Goal
Recast the items as a numbered list, from the line containing "Batch annotation spec — target class: pale" up to and including the last line of the items, and leave out any blank lines.

Records provided

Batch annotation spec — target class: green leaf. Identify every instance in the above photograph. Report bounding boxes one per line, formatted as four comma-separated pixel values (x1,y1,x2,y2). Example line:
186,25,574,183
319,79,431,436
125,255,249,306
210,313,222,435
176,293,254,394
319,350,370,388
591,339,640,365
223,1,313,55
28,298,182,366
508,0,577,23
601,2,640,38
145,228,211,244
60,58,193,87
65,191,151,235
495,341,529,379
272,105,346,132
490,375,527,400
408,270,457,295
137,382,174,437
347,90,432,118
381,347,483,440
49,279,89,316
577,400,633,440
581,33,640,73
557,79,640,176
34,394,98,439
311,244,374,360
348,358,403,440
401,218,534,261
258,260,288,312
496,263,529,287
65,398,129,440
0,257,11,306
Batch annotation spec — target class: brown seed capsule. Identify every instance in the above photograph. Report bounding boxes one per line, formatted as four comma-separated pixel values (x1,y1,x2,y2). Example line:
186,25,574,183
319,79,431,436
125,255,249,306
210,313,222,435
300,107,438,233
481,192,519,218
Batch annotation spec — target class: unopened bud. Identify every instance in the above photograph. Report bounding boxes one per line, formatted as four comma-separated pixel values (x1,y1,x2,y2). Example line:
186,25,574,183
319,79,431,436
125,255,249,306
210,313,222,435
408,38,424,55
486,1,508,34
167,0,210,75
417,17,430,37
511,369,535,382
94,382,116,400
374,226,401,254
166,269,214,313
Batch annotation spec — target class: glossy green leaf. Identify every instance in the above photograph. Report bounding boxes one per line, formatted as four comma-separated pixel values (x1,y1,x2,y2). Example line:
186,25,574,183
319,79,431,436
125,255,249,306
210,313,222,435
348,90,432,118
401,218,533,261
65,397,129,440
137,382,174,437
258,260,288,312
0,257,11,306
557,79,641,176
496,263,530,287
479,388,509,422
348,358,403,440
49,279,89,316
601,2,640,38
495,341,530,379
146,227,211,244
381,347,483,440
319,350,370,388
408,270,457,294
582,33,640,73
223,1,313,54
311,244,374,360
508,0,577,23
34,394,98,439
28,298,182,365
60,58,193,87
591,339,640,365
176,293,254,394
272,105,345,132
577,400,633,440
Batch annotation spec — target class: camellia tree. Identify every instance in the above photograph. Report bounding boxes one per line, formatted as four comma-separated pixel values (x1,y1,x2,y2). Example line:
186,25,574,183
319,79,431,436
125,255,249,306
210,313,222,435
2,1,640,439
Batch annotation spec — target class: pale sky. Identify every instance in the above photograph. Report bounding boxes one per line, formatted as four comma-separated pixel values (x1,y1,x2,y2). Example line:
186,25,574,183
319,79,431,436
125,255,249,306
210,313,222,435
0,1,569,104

Solved problem
1. Batch annotation spec — target class: pale sky. Identify every instance in the above photograph. Report bounding boxes one per line, formatted as four comma-separated pixel values (x1,y1,x2,y2). Example line:
2. 186,25,574,183
3. 319,79,431,436
4. 125,255,249,306
5. 210,313,222,435
6. 0,1,569,104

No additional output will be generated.